[BEGIN Text]
The American Trap  by Frederic Pierucci  (London: Hodder and Stoughton, 2019) tells of cooperation between the U.S. Department of Justice (DOJ) and the energy giant General Electric (GE) to waylay and buy out French premium company, Alstom, and how the author was made a pawn in the whole exercise.

 Frederic Pierucci was a former senior executive of France’s biggest power and transportation company, Alstom, which had worldwide activities in energy generation and transportation. He had no inkling that his company was going to become a target of a takeover by the  US giant, General Electric.

Pierucci was on a Cathay Pacific flight from his home in Singapore and the plane had just landed in New York’s JFK International. The flight attendant had called out his name and asked him to identify himself to the crew upon landing. Unaware that he was going to be arrested, Pierucci unwittingly stepped on US soil, and was immediately shackled after he had identified himself to the waiting police.  He was gruffly informed that he was under arrest, and would be taken to the FBI headquarters in Manhattan.

It was the beginning of a harrowing experience that was to last five and a half years of which twenty-five months would be spent in US jails, 15 of which would be in maximum-security detention facilities. On that day still groggy from jet-lag, he could not think what wrong he had done, thought that it was probably a mistake, all would be taken care of by the French embassy, and he would be released the next morning.

The prosecutor from the US Department of Justice knew all about his case.  In a thinly veiled threat, he was asked whether he would cooperate in the case against his company.  Pierucci pleaded innocence and said he would have to consult with his company’s lawyers. 

He was then curtly dismissed and informed he would be produced in court the next day. He was sent off to Manhattan prison to await his court appearance. One of his taciturn escorts on leaving him at the prison gates said ominously, “Good evening Mr Pierucci. What I tell you is going to make you nervous, but I want you to know that tomorrow morning you will be glad to see us.”
[END Text]
→ Problems to work on
1 > Write out the part of the review of The American Trap starting at "The prosecutor from" and ending at "his company’s lawyers.".
2 > Extend the review of The American Trap, continuing on from its final sentence.
[BEGIN Given data]
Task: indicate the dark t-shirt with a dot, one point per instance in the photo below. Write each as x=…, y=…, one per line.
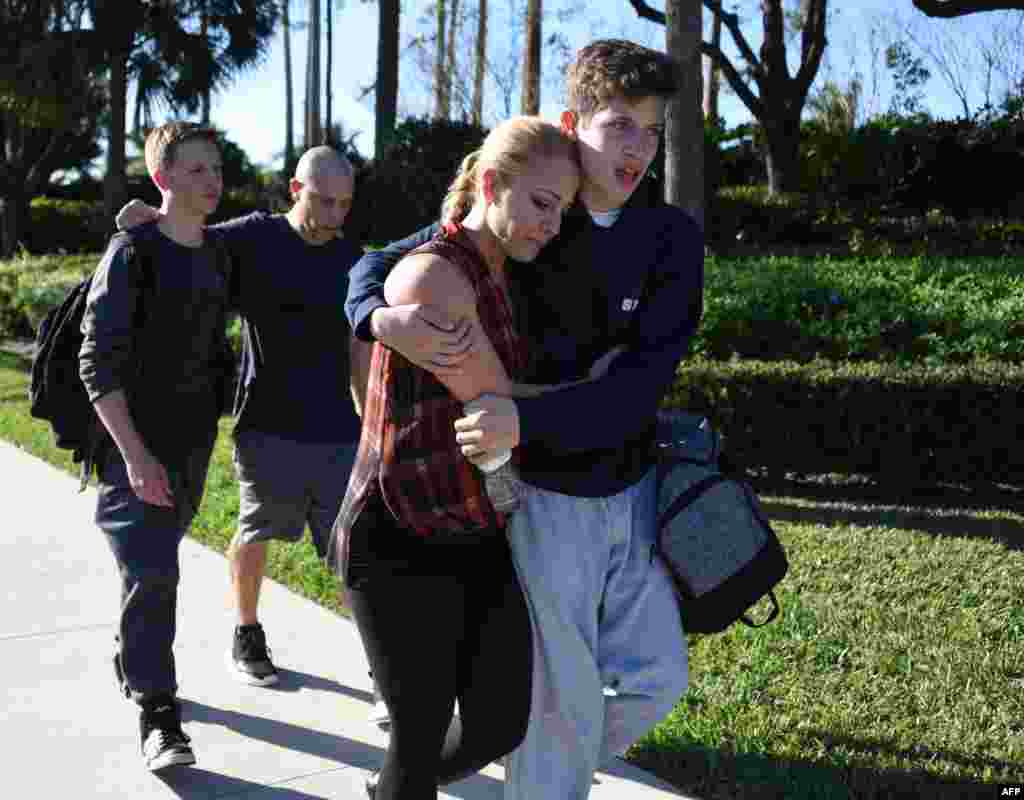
x=292, y=293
[END Given data]
→ Exercise responses
1 >
The prosecutor from the US Department of Justice knew all about his case.  In a thinly veiled threat, he was asked whether he would cooperate in the case against his company.  Pierucci pleaded innocence and said he would have to consult with his company’s lawyers.

2 >
It was true. On admission to the prison he was stripped naked and asked to ‘squat and cough’ before being issued with the orange jump-suit.  Still shackled, he was led into a dark little cell to spend the night.

Pierucci’s book tells of his insensitive treatment at the hands of the U.S. Department of Justice which charged him under the Foreign Corrupt Practices Act (FCPA), an extraterritorial law that gives the DOJ the right to arrest anyone, regardless of nationality, the moment that person is suspected of having committed the offence of bribing a foreign public official which may be linked in some ways to the United States.

The Foreign Corrupt Practices Act (1977) was passed ostensibly to “prohibit US firms and individuals from paying bribes to foreign officials to further business deals.”  But, as disclosed by Investopia, a site on investments, there appears to be a different agenda for the passing of the Act in 1977:

“When the act was passed in 1977, it received substantial American business backing because they could not compete fairly in the overseas market where bribery was accepted.”  

That is a telling commentary, as the logic seems flawed, pointing more to the use of the act to curb foreign companies than to level the playing field to help American businesses overseas.  An amendment later distinguished between bribes and “grease”, payments made to facilitate the running of the contract, which is allowed, thus giving some “discretion” to the authorities on whether and who to prosecute.

While the aim of the act is laudable, the application turns out to be arbitrary and selective, making it, as the book describes, “an economic weapon used in America’s underground economic warfare against its overseas competitors”.

 That it was selectively applied is apparent from the number of prosecutions against foreign companies as compared to US companies. The book tabulates the number of foreign companies caught by the act, and the amount of fines paid. European companies were forced to pay to the DOJ a sum of up USD6.4 billion in a period of 10 years, compared to the amount paid by US companies of USD2.1 billion.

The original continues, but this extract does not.